_THE TASK_.
Leaving out all images, write out the records that follow exactly.

_ITEMS_.
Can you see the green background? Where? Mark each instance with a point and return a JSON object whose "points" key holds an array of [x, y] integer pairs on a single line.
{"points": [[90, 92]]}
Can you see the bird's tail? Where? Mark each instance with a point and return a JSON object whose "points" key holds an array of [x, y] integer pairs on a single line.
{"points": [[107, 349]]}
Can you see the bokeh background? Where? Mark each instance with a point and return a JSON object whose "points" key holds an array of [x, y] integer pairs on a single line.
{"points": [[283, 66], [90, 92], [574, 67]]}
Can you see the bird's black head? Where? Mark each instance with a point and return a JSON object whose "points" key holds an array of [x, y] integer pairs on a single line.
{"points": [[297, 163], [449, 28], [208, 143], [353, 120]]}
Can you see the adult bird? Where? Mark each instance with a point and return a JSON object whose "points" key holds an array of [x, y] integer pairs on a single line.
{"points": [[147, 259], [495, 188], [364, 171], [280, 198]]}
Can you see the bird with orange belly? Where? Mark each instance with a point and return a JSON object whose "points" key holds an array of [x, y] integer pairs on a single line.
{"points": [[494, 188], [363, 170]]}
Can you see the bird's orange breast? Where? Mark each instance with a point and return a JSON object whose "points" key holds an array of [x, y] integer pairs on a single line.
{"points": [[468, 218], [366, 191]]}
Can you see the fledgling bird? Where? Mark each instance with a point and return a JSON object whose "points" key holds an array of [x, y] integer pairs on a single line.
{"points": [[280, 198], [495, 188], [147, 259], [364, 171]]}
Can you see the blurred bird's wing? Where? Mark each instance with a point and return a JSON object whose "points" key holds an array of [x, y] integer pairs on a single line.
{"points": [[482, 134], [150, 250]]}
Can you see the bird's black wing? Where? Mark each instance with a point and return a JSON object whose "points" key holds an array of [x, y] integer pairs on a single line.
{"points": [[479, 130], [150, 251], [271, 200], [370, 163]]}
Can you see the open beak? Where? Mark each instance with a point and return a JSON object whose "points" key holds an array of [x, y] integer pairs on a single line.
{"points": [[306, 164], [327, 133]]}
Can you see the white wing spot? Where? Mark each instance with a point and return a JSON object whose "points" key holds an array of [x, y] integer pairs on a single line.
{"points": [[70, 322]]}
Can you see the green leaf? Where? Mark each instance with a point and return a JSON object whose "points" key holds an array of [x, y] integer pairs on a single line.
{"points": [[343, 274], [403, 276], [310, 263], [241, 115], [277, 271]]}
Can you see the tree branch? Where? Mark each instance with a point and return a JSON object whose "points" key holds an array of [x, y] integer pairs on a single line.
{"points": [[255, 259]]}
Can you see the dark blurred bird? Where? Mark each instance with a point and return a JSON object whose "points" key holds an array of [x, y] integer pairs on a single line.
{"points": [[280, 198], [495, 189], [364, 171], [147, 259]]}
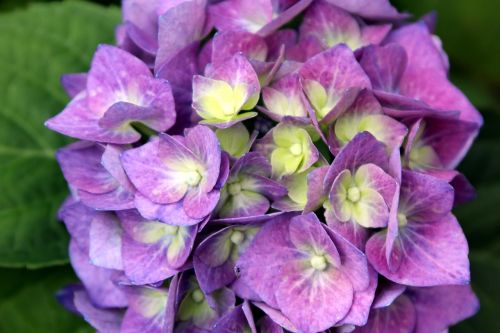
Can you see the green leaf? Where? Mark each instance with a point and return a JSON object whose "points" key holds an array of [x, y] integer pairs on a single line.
{"points": [[485, 272], [37, 45], [28, 303], [469, 30]]}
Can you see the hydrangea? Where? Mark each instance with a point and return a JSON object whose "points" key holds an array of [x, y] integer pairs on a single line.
{"points": [[267, 166]]}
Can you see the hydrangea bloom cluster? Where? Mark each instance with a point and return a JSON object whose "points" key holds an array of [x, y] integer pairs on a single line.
{"points": [[267, 166]]}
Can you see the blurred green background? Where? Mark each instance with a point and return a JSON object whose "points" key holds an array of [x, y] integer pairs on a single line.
{"points": [[40, 42]]}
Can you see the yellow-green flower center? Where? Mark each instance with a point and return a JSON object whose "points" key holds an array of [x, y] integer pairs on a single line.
{"points": [[402, 220], [237, 237], [353, 194], [198, 296], [318, 262], [193, 178], [234, 188], [296, 149]]}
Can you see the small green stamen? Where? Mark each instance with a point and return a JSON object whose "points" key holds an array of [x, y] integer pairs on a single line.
{"points": [[237, 237], [193, 178], [234, 188], [198, 296], [318, 262], [353, 194], [296, 149], [402, 220]]}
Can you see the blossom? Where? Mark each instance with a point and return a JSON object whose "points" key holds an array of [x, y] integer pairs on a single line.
{"points": [[120, 90], [267, 166]]}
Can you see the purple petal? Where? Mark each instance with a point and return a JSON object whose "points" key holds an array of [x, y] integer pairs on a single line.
{"points": [[226, 44], [241, 15], [113, 72], [385, 66], [146, 312], [363, 149], [80, 122], [99, 282], [204, 144], [105, 241], [81, 165], [440, 307], [430, 254], [420, 47], [73, 84], [371, 9], [103, 320], [425, 198], [152, 175], [400, 317], [331, 26], [179, 26], [77, 218], [169, 213], [197, 204], [360, 310]]}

_WRITTEN ANSWER_.
Can you see the green background? Where? Mark each instance with a point and return a JSON object whose "points" key holds an array of [x, y] integer pairs on a single line.
{"points": [[90, 92]]}
Can you see the bird's tail? Where? Mark each instance with a point and return a JSON object whose "points" key holds an array of [x, y] integer pairs on a single line.
{"points": [[107, 349]]}
Can you see the bokeh background? Where? Mark each instance with a point and return a JSON object whose "points" key holds an array of [x, y] integer pairs on a single line.
{"points": [[283, 66], [90, 92], [574, 67]]}
Can you see the bird's black head? Where? Mark each instance with a point and return a JSON object whose "points" key holds an array of [x, y] integer pairs on a single line.
{"points": [[297, 163], [449, 28], [208, 143], [353, 120]]}
Can you see the adult bird? Where? Mark each instance with a point and return a JSON object whose "points" key holds an array of [x, y] integer pairs on a single line.
{"points": [[147, 259], [495, 188], [364, 171], [280, 198]]}
Can you see the bird with orange belly? Where? Mark each instance with a point and return a JSON object whose "points" key holds an array of [x, y] integer pairs on a single line.
{"points": [[494, 188], [363, 170]]}
Can you see the bird's orange breast? Where? Mark each instance with a point and return a JSON object whose "points" key holds an array of [x, y] integer pairs on a single line.
{"points": [[468, 218], [366, 191]]}
Can you see the fledgling bird? Where? Mark each instance with a point and return a JSON object whose "points" key holds an array of [x, y] integer pairs on a single line.
{"points": [[280, 198], [495, 188], [147, 259], [364, 171]]}
Can you see the blurred bird's wing? Where? Mark each instance with a point and return a JSON object whose "points" key holds an array of [x, y] integer pairs on a single line.
{"points": [[482, 134], [150, 250]]}
Can you see the bird's black wing? Where? Mark each instance with a point and return a JSON object whose "points" key holds an array of [x, y] integer pairs on a single line.
{"points": [[479, 130], [150, 251], [271, 200], [370, 163]]}
Can you see the open beak? Where? Mark each instance with a point and return a JSON object whose "points" key holds an array of [x, y] integer pairs on a single line.
{"points": [[306, 164], [327, 133]]}
Can you see the white wing spot? Where? Mark each instance with a point and return a JSON object whose "points" key holds an array of [x, y] integer pairs on a single line.
{"points": [[70, 322]]}
Can you see the green leaf? Where? Mark each instance with a point and return a JSON object whose "points" key holds an array of [x, y] integer pairs on a single line.
{"points": [[343, 274], [403, 276], [310, 263], [241, 115], [277, 271]]}
Can you see the tree branch? Where? Mark each instance with a point and return a JSON object whose "points" key holds an array of [x, y] integer pairs on a single line.
{"points": [[255, 259]]}
Can you see the dark blurred bird? Where? Mark each instance with a point and return a JSON object whose "points" key holds an array of [x, y] integer pairs on a single line.
{"points": [[280, 198], [495, 189], [364, 171], [147, 259]]}
Can you see the green leaf? Where? Mark each instance with a point and return a JSON object whose "points" key holds an array of [x, y] integer pairs on a single line.
{"points": [[485, 272], [37, 45], [28, 303], [469, 30]]}
Can you see the hydrangea? Where? Mark each instance with a point and return a JSON object whose "points" key holds an array of [x, y] integer pairs on a single line.
{"points": [[267, 166]]}
Can you see the hydrangea bloom cluster? Where? Mark each instance with a point and return a JSON object whose "points" key holds an array of [x, y] integer pairs on a single line.
{"points": [[267, 166]]}
Can you see the blurred green background? Where? Mark each instance with a point and return a JSON object whose "points" key holds an array of [x, y] integer pairs on a single line.
{"points": [[40, 42]]}
Can you see the yellow-green flower center? Where? Mark each instance with a point and return a JSON object whose "points" key holds an array of [x, y] integer pairs on a single line.
{"points": [[402, 220], [237, 237], [353, 194], [198, 296], [318, 262], [193, 178], [234, 188], [296, 149]]}
Can you see the small green stamen? Where? Mark each instance with a point and return a JSON object whose "points" key holds an array of [x, y] integer pairs on a single line.
{"points": [[237, 237], [193, 178], [234, 188], [198, 296], [318, 262], [353, 194], [296, 149], [402, 220]]}
Can you see the blossom? Where? Mark each instance with a point and return a JSON object whose "points" key holds an array of [x, y] integer pairs on a single line.
{"points": [[120, 90], [267, 166]]}
Can you see the purple petal? Where? Mark each instance with a point and return a JSON object whose "points" key holds an array of [x, y] integer pairs on a single line.
{"points": [[226, 44], [241, 15], [113, 72], [385, 66], [146, 312], [363, 149], [80, 122], [99, 282], [204, 144], [105, 241], [81, 165], [440, 307], [430, 254], [420, 47], [73, 84], [371, 9], [103, 320], [425, 198], [152, 175], [400, 317], [331, 26], [179, 26], [77, 218], [169, 213], [197, 204], [360, 310]]}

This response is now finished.